* Begin *
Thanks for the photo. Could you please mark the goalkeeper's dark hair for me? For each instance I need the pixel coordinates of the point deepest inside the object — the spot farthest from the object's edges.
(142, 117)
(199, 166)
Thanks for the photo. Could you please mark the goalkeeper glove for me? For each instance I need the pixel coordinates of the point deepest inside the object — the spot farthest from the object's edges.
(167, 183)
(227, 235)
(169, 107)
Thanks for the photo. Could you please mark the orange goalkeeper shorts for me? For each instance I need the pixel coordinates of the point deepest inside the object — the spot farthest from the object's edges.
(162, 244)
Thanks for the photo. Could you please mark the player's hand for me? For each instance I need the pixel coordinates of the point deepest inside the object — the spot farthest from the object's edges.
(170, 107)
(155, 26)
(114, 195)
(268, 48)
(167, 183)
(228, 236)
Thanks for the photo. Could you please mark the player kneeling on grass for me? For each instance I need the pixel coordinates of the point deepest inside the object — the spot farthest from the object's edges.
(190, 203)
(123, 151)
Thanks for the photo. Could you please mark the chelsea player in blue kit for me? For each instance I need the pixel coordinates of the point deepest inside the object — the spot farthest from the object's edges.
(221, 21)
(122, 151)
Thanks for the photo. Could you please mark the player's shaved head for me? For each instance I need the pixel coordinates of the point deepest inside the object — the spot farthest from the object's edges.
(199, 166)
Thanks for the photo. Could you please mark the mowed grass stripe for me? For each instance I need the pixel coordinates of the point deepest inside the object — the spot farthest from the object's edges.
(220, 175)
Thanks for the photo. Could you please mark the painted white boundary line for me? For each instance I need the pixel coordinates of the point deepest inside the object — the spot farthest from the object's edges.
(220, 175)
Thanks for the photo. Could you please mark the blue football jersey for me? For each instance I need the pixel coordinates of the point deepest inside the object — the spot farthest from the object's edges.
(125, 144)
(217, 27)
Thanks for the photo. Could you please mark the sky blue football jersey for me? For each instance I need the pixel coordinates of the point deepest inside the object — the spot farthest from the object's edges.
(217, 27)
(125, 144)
* End *
Copy every record above verbatim, keeping the same order and line breaks.

Thanks for the photo. Could you please mark the goalkeeper's dark hair for me? For each instance I need the pixel coordinates of the point deepest inside the object — the spot farthest from the object's edges.
(142, 117)
(199, 166)
Thanks for the photo. Could you please mark the goalkeeper glove for me? For each instance I need the pixel coordinates of the point deepest inside the object — the spot farthest from the object's edges.
(167, 183)
(227, 235)
(169, 107)
Thanks for the photo. Could you please mark the orange goalkeeper shorts for me? For each instance I need the pixel coordinates of the point deepest inside the object — the spot farthest from the object's edges.
(162, 244)
Thanks for the photo. Could you please mark the player's hand for me? For each instance I need the pixel coordinates of the point deepest inside the object — the spot farthest from the object's edges.
(170, 107)
(155, 26)
(114, 195)
(268, 48)
(167, 183)
(228, 236)
Thanks for the photo. Could you please mark the player kneeling on grass for me? For each instance I need the pixel coordinates of the point deepest inside the object — the spot farthest from the object's edges.
(190, 203)
(123, 151)
Thanks for the photo. Could you please mark the chelsea player in blue kit for me? For each instance I need the pixel coordinates of the point deepest inside the object — the spot farthest from the object's edges.
(221, 21)
(122, 151)
Thanks for the photo. Could you please mark the player's shaved head for me? For each instance I need the pixel coordinates of the point deepest inside the object — the spot farthest from the object's edges.
(199, 166)
Thanks for the photo. Could you please mark the mowed grass stripe for me? For each instance I need the pixel coordinates of the point deepest inside the object — the spot farthest from the object's edges.
(220, 175)
Thanks for the photo. Could you please mark the painted white boundary line for me? For each instance I need the pixel coordinates of the point deepest inside the object — the spot farthest from the object's edges.
(220, 175)
Thanks for the photo. Could you please mark the blue football jersey for me? For each instance I need the pixel coordinates of the point deepest inside the object — the spot farthest from the object's edges.
(125, 144)
(217, 27)
Thanks for the photo. Could you please mark the sky blue football jersey for me? For each instance I need the pixel coordinates of the point deepest inside the object — the spot farthest from the object's edges.
(217, 27)
(125, 144)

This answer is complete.